[Raw data]
━━━━━━
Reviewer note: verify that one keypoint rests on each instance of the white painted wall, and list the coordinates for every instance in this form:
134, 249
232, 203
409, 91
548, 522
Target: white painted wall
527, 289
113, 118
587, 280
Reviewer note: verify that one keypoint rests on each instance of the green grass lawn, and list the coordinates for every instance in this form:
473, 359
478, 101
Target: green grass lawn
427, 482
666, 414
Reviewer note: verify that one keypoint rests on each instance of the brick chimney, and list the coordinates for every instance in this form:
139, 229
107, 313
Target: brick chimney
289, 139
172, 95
━━━━━━
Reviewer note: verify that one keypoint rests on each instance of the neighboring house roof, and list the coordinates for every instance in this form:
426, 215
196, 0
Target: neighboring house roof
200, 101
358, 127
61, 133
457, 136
━━━━━━
[Set task]
Locate every line in the entries above that contains the string "wall", treating uppercase and lowercase as different, and copy each of those lines in full.

[Solved problem]
Reviewer note: verify that one keypoint rests on each instance of the white painted wall, and list the coordinates for every instance in this form:
Target: white painted wall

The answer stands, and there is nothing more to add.